▸ ASSIGNMENT
Could you write out, word for word and in full, the passage below on patient education and intraoral cameras in dentistry?

Originally purely a discipline geared at eliminating pain, dentistry has evolved into a discipline with many different complex treatment procedures. This change is, to a great extent, due to the longer life expectancy of people (see also: The Future of Dentistry, p. 279). The transition from symptomatic treatments to patient-preferred treatments requires extensive patient education by dentists and their staff. Practices in which there is no active patient education have recorded a decline in treatment activity; this is because of the general decrease in caries activity that has occurred in the population. In contrast, practices that provide extensive patient education have demonstrated fast and impressive growth and an increased use of new treatment techniques.
Use of Intraoral Cameras
In the late 1950s and the 1960s, different presentation techniques found their way into dental education. Video technology with close-up images was used to demonstrate treatment methods. Nowadays, video technology has become both a teaching and learning tool in all areas of education and training. Numerous training programs—used also in dentistry—are nowadays supported by instructional videos.
Dentists are somewhat restrained in their use of video technology in patient education. A possible reason is that the pain-oriented dentistry practiced earlier, which was primarily therapy-oriented, did not require any detailed patient education. However, because of the changes that have occurred in dentistry, new methods are needed for patient education, including video technology. Since the 1970s, many health-related organizations have developed films targeting patient education. This method of education is meaningful and should be used by all dentists.
In different areas of medicine—particularly in gastroenterology—endoscopes have been used for many years. The first intraoral video camera, the Fuji DentaCam, was developed from these endoscopes in 1987. Even though interest in the camera disappeared soon after its introduction, there were some dentists who realized the potential of intraoral miniature cameras. Since then, many manufacturers have made developments or improvements in intraoral cameras.

▸ EXERCISE DATA
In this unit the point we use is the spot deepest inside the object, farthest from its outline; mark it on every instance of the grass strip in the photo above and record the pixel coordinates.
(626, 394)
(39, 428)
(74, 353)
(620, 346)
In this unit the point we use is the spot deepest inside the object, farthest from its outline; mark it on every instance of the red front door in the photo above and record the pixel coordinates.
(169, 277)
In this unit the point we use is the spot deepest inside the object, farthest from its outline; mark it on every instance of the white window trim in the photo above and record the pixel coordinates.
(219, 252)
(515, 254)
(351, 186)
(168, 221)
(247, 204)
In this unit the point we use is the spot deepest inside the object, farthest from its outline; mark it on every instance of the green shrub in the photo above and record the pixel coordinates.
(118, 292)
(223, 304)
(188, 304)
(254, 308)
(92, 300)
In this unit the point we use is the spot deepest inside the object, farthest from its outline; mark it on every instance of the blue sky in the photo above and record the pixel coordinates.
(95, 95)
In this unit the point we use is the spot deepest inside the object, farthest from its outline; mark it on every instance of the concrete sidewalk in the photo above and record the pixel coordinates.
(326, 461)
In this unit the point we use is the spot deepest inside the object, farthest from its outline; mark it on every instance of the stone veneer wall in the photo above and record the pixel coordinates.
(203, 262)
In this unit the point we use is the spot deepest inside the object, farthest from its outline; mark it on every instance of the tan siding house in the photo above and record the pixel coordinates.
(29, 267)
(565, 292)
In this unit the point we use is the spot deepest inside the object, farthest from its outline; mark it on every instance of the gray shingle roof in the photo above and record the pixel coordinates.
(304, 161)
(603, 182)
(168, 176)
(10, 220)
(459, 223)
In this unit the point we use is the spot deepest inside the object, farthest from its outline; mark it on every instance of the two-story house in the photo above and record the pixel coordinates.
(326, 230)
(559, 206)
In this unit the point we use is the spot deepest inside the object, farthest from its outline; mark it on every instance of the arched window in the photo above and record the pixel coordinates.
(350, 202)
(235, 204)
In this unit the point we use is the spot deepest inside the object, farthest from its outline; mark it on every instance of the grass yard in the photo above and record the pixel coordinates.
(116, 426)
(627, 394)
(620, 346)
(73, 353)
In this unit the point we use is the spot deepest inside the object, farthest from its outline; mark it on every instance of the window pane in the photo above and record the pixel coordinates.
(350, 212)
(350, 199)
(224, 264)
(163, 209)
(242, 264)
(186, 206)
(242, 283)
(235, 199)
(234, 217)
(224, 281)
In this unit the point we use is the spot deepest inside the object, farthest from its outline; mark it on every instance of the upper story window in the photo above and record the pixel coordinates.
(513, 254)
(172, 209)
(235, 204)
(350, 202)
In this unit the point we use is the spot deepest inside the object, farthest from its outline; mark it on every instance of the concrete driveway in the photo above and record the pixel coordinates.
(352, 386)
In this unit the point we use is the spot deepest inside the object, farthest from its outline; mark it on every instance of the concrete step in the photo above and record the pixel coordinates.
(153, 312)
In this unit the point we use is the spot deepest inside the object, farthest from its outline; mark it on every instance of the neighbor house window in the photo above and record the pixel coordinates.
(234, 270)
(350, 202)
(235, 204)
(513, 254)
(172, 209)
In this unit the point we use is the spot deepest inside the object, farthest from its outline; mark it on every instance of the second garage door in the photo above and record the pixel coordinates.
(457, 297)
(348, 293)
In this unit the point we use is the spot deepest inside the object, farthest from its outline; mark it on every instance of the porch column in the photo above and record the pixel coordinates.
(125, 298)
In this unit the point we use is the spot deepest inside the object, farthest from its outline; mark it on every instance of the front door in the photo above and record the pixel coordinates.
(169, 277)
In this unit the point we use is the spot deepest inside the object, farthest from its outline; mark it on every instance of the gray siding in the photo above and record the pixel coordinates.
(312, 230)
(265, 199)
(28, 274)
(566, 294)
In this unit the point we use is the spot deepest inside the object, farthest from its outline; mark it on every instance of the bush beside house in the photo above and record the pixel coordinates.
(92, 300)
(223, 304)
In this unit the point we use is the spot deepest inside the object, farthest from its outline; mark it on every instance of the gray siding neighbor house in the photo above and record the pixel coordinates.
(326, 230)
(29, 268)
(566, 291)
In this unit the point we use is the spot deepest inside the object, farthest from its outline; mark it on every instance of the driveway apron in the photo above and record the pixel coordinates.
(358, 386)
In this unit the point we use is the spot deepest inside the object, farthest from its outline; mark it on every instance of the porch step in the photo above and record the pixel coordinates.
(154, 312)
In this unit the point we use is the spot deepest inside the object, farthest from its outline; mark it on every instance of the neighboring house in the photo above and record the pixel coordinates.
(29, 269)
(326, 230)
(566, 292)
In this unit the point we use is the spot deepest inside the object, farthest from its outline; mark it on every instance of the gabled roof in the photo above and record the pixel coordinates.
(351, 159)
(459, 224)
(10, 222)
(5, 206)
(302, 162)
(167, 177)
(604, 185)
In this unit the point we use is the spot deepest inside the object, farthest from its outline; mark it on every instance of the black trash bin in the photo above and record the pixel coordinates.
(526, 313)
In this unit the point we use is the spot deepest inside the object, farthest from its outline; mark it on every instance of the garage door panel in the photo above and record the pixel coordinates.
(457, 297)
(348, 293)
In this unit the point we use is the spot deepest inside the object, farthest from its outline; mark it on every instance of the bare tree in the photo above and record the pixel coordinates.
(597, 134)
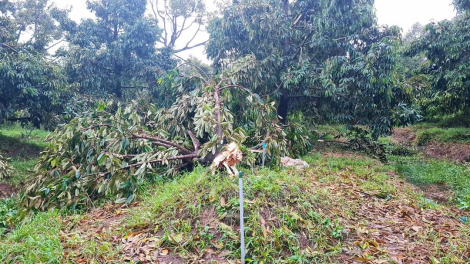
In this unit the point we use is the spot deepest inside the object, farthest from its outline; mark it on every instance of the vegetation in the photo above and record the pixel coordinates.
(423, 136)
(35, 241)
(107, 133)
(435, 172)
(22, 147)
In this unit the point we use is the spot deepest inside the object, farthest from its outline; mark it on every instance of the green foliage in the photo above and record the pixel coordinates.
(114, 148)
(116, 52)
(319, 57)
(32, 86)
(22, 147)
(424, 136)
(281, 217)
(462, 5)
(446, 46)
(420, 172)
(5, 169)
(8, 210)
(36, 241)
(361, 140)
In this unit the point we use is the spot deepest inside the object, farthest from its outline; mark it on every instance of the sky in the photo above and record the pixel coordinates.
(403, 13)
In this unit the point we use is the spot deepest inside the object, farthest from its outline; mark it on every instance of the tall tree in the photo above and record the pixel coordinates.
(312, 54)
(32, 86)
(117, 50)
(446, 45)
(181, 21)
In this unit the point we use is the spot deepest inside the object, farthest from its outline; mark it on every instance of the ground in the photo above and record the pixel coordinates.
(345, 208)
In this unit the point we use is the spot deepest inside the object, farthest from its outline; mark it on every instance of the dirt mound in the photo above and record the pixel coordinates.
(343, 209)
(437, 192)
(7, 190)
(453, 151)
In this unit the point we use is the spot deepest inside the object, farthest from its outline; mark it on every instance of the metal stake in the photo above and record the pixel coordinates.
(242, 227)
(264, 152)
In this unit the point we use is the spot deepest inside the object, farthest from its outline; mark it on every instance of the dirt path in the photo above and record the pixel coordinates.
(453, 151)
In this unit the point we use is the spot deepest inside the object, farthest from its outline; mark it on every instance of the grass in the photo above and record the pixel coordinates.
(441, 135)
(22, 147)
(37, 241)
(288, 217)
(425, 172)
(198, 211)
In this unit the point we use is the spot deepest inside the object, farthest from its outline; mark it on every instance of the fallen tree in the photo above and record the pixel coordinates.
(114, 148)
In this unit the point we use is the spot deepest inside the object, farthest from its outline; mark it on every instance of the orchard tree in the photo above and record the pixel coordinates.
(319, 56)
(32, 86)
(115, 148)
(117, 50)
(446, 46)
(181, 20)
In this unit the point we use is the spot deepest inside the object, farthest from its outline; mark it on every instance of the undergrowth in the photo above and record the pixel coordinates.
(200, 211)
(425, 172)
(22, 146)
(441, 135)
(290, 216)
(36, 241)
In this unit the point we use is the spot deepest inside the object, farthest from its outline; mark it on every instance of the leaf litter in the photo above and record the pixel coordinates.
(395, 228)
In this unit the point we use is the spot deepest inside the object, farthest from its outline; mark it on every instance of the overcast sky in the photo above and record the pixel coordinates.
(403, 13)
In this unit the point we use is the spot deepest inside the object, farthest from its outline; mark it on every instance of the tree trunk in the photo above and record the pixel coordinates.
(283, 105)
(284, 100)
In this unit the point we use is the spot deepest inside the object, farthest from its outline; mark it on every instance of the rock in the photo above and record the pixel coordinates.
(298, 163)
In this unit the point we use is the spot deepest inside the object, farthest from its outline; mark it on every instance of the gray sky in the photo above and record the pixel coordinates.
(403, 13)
* * *
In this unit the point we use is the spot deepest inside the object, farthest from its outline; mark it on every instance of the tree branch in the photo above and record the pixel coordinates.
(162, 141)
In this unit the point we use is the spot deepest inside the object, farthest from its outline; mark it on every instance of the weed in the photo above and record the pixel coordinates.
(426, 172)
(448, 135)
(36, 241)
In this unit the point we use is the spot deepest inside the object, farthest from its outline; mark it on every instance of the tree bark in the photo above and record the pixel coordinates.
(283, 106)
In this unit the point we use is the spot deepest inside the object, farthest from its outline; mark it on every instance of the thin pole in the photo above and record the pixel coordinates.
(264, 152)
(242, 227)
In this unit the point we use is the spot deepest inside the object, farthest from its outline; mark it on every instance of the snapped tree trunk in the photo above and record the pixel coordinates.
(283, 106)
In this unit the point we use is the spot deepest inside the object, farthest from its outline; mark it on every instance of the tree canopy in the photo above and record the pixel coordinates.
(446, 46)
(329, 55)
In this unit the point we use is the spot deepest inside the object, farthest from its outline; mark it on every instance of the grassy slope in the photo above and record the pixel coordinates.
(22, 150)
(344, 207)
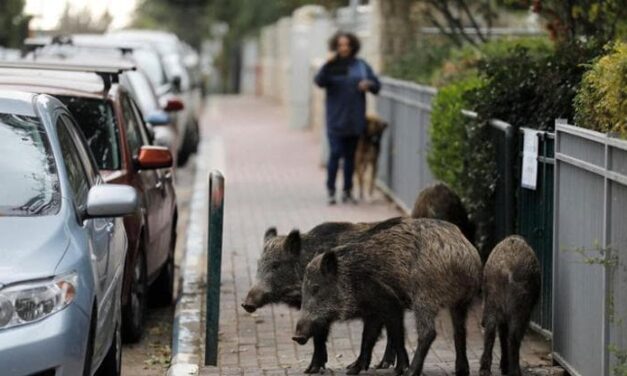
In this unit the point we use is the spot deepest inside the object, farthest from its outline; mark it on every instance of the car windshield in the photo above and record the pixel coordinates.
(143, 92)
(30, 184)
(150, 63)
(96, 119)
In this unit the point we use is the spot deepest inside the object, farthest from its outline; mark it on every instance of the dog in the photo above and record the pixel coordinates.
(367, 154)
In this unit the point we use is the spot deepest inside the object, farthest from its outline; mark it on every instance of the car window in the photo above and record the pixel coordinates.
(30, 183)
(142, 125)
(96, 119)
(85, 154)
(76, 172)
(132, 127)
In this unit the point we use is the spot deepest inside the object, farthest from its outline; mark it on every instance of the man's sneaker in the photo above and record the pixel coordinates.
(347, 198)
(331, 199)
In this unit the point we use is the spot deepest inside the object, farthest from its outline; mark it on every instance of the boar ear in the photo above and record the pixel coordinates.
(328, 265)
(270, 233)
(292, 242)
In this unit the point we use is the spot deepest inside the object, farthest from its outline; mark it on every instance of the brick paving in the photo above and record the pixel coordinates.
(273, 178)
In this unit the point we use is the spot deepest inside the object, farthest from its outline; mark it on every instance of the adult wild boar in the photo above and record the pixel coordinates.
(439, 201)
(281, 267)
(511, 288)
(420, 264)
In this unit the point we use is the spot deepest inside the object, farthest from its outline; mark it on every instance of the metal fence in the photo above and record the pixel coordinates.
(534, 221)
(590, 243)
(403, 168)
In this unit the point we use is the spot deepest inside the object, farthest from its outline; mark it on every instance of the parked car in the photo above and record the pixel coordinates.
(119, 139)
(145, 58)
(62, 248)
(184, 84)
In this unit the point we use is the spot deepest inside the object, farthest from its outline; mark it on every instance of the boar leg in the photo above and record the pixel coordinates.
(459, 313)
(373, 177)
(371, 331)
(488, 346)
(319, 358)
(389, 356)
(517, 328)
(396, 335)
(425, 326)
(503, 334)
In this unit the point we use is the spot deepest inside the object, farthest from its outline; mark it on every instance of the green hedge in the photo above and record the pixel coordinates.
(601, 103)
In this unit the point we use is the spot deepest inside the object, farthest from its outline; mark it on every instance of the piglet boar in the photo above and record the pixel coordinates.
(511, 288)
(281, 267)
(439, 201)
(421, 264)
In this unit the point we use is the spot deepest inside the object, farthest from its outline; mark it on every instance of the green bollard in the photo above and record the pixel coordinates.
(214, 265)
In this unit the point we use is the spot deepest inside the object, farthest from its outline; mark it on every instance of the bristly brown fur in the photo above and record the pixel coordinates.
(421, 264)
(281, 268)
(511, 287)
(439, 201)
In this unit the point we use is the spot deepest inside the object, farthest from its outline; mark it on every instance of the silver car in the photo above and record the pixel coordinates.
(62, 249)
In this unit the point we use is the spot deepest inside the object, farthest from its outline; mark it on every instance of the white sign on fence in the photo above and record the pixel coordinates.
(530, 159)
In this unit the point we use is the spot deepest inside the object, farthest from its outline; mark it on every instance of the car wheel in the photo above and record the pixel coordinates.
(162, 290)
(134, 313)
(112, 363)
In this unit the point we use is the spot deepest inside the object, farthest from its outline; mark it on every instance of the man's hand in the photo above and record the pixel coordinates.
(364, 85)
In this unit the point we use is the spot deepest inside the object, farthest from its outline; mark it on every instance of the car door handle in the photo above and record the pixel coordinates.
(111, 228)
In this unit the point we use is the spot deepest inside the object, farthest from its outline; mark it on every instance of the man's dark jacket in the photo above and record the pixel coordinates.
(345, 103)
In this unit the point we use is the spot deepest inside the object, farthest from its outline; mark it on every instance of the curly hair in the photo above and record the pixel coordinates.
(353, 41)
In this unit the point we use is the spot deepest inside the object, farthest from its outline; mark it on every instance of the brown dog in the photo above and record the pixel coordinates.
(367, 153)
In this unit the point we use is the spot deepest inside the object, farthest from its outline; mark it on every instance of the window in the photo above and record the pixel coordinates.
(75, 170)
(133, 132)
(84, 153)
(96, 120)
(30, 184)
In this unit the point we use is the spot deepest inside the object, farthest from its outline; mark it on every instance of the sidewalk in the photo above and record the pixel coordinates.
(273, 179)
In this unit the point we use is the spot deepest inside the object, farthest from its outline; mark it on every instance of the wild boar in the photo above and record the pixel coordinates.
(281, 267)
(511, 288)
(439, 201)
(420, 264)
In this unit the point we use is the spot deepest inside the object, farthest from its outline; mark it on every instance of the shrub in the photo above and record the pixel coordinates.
...
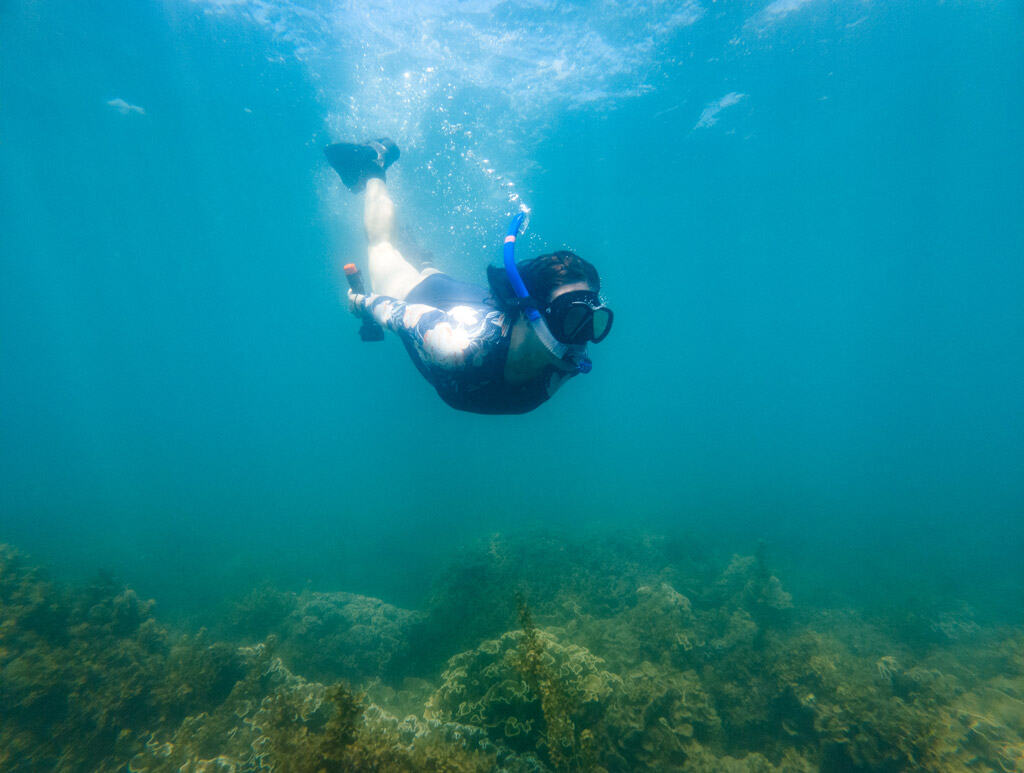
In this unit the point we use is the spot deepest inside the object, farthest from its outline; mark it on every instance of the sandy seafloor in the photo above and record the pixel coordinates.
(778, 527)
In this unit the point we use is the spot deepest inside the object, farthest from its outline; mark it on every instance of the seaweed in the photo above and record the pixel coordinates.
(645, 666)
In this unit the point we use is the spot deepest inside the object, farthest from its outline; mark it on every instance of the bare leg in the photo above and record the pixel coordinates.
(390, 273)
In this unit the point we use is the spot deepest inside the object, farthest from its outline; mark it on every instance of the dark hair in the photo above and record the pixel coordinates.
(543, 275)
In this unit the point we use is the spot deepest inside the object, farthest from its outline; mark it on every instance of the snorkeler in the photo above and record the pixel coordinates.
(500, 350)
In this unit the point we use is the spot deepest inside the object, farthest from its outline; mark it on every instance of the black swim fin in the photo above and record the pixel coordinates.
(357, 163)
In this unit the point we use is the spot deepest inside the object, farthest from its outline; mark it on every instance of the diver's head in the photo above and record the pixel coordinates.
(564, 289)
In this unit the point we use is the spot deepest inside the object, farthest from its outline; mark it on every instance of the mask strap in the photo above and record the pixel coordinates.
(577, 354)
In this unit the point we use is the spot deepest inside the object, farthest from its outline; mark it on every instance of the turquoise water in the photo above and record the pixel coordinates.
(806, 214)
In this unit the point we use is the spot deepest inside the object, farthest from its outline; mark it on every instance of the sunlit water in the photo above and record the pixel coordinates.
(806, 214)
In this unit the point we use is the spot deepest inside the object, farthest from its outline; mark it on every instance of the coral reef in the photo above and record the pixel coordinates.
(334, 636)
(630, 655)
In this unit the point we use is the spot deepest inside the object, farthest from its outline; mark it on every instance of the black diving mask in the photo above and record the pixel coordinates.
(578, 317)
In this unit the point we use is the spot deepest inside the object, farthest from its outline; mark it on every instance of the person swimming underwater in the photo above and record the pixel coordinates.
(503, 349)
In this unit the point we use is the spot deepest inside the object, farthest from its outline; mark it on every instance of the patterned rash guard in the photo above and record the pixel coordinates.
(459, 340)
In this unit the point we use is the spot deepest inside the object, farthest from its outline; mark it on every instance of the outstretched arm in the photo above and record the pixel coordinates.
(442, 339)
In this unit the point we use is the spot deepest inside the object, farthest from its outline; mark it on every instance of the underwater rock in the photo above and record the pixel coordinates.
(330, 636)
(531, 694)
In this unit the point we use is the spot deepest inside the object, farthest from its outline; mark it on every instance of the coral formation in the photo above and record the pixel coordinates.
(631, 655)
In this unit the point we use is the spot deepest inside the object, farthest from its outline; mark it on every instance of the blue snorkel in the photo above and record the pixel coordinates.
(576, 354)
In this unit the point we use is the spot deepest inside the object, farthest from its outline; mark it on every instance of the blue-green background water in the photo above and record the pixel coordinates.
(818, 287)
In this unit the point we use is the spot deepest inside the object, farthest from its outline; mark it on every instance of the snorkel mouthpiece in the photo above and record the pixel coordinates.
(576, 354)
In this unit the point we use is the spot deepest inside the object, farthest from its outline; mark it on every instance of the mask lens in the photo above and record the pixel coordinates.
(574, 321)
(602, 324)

▸ ANSWER TO THIS EXERCISE
Originally purely a discipline geared at eliminating pain, dentistry has evolved into a discipline with many different complex treatment procedures. This change is, to a great extent, due to the longer life expectancy of people (see also: The Future of Dentistry, p. 279). The transition from symptomatic treatments to patient-preferred treatments requires extensive patient education by dentists and their staff. Practices in which there is no active patient education have recorded a decline in treatment activity; this is because of the general decrease in caries activity that has occurred in the population. In contrast, practices that provide extensive patient education have demonstrated fast and impressive growth and an increased use of new treatment techniques.
Use of Intraoral Cameras
In the late 1950s and the 1960s, different presentation techniques found their way into dental education. Video technology with close-up images was used to demonstrate treatment methods. Nowadays, video technology has become both a teaching and learning tool in all areas of education and training. Numerous training programs—used also in dentistry—are nowadays supported by instructional videos.
Dentists are somewhat restrained in their use of video technology in patient education. A possible reason is that the pain-oriented dentistry practiced earlier, which was primarily therapy-oriented, did not require any detailed patient education. However, because of the changes that have occurred in dentistry, new methods are needed for patient education, including video technology. Since the 1970s, many health-related organizations have developed films targeting patient education. This method of education is meaningful and should be used by all dentists.
In different areas of medicine—particularly in gastroenterology—endoscopes have been used for many years. The first intraoral video camera, the Fuji DentaCam, was developed from these endoscopes in 1987. Even though interest in the camera disappeared soon after its introduction, there were some dentists who realized the potential of intraoral miniature cameras. Since then, many manufacturers have made developments or improvements in intraoral cameras.